● Your assignment
Your answer should reproduce the full set of records exactly as given.

(Collected data)
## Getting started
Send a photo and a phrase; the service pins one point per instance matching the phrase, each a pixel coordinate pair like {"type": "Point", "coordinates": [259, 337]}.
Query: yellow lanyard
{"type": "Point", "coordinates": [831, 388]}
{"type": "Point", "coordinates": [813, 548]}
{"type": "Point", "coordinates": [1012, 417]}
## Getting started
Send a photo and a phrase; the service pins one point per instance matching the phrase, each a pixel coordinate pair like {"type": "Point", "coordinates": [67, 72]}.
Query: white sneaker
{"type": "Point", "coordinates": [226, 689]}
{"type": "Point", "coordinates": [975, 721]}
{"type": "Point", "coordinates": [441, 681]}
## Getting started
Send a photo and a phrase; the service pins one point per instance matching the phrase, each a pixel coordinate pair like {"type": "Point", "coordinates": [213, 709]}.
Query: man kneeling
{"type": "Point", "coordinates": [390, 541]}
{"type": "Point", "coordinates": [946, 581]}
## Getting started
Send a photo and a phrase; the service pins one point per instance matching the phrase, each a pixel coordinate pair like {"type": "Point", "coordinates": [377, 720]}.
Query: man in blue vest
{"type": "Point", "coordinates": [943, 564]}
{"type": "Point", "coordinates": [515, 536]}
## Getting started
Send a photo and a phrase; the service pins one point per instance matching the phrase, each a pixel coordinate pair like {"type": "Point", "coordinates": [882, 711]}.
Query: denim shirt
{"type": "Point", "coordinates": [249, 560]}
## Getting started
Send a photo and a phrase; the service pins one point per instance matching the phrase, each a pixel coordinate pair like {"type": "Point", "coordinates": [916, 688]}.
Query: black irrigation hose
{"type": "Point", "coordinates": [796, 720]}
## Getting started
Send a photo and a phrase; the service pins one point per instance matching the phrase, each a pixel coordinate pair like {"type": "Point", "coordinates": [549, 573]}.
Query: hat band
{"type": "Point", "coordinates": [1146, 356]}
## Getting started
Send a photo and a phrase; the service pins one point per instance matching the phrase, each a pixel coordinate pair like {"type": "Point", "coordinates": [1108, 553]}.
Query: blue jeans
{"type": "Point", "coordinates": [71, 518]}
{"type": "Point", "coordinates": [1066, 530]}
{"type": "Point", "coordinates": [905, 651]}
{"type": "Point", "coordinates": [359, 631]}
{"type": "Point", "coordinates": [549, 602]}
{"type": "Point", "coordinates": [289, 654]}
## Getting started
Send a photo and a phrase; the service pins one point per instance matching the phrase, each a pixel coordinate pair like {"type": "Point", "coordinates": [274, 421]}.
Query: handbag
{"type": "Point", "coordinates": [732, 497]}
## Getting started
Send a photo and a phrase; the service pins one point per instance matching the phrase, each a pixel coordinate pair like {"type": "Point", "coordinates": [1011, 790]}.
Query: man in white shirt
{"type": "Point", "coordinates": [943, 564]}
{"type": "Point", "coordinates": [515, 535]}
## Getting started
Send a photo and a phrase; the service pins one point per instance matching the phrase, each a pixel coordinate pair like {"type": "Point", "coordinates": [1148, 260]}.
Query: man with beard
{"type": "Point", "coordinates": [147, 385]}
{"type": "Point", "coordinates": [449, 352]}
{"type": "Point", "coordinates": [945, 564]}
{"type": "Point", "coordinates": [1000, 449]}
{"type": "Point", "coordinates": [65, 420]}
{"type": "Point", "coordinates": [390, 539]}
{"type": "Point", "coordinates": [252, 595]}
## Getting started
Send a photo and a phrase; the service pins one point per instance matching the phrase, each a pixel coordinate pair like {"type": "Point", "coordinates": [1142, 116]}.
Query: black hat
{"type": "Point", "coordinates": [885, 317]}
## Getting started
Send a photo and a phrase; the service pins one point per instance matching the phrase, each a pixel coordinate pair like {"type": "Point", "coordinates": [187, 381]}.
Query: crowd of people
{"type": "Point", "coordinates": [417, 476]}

● Solution for this exercise
## Getting started
Send a photo and a phrase; the service pins one point per instance matching the phrase, each a pixel coordinate pair like {"type": "Point", "coordinates": [259, 337]}.
Query: yellow lanyard
{"type": "Point", "coordinates": [831, 388]}
{"type": "Point", "coordinates": [813, 548]}
{"type": "Point", "coordinates": [1012, 417]}
## Getting started
Send a photo and a phrase; the service pins one point per instance matching the phrase, each a pixel coordinate pair like {"type": "Point", "coordinates": [67, 72]}.
Query: white sneaker
{"type": "Point", "coordinates": [226, 689]}
{"type": "Point", "coordinates": [975, 721]}
{"type": "Point", "coordinates": [441, 681]}
## Getting started
Send a photo and a phrase; the service pins one point per instance matching the phrase, each a pixel coordinate pair like {"type": "Point", "coordinates": [213, 709]}.
Query: man kneeling
{"type": "Point", "coordinates": [390, 541]}
{"type": "Point", "coordinates": [946, 581]}
## Getting started
Send a photo and a phrase; the service pins one point per instance matching the phrase, each a pixel coordinate pair like {"type": "Point", "coordinates": [377, 720]}.
Query: man in blue vest
{"type": "Point", "coordinates": [943, 564]}
{"type": "Point", "coordinates": [515, 536]}
## Getting started
Send a photo and a phrase; the service pins one point per instance matching the phrase, each a pixel coordinate pair like {"type": "Point", "coordinates": [882, 711]}.
Query: denim shirt
{"type": "Point", "coordinates": [249, 560]}
## Getting started
Send a photo and a phrase; the service pins one point per instance matching the phrase, each a pixel coordinate pair like {"type": "Point", "coordinates": [916, 688]}.
Query: black irrigation hose
{"type": "Point", "coordinates": [796, 720]}
## Getting started
Send a photo and a phrase; the service pins one point per instance matching the phrase, each a pixel coordinate pair like {"type": "Point", "coordinates": [549, 573]}.
Query: hat band
{"type": "Point", "coordinates": [1146, 356]}
## Getting started
Send a photo and a phrase; the service pins one point per instance matching the phrase, each a pixel coordinate pair like {"type": "Point", "coordinates": [1108, 553]}.
Query: blue jeans
{"type": "Point", "coordinates": [71, 518]}
{"type": "Point", "coordinates": [1066, 530]}
{"type": "Point", "coordinates": [905, 651]}
{"type": "Point", "coordinates": [359, 631]}
{"type": "Point", "coordinates": [549, 602]}
{"type": "Point", "coordinates": [289, 654]}
## Getting started
Send a photo and a phrase; the service pins one point per instance matching the phrase, each a pixel coordinate pair like {"type": "Point", "coordinates": [274, 421]}.
Query: handbag
{"type": "Point", "coordinates": [732, 497]}
## Getting started
Send a photo and a phrase; the service pins one point per instance matching the phrase, each a pixel coordinate pair like {"type": "Point", "coordinates": [1011, 790]}.
Query: man in white shirt
{"type": "Point", "coordinates": [943, 564]}
{"type": "Point", "coordinates": [515, 535]}
## Getting started
Send a photo and a phrase; the service pins one point per instance matching the phrase, each a pixel coordinate pair like {"type": "Point", "coordinates": [1148, 260]}.
Query: man with beard
{"type": "Point", "coordinates": [147, 385]}
{"type": "Point", "coordinates": [449, 352]}
{"type": "Point", "coordinates": [945, 564]}
{"type": "Point", "coordinates": [1000, 449]}
{"type": "Point", "coordinates": [65, 420]}
{"type": "Point", "coordinates": [390, 539]}
{"type": "Point", "coordinates": [252, 595]}
## Getting started
Send a photo and a phrase; the service pins one point per instance matching the phrase, each a pixel coordinate pair like {"type": "Point", "coordinates": [1142, 116]}.
Query: black hat
{"type": "Point", "coordinates": [885, 317]}
## Getting started
Send a photo and a phrase; the service pins one point per instance matching the phrase, each a pixel coordinate pair like {"type": "Point", "coordinates": [187, 381]}.
Query: crowd of people
{"type": "Point", "coordinates": [417, 476]}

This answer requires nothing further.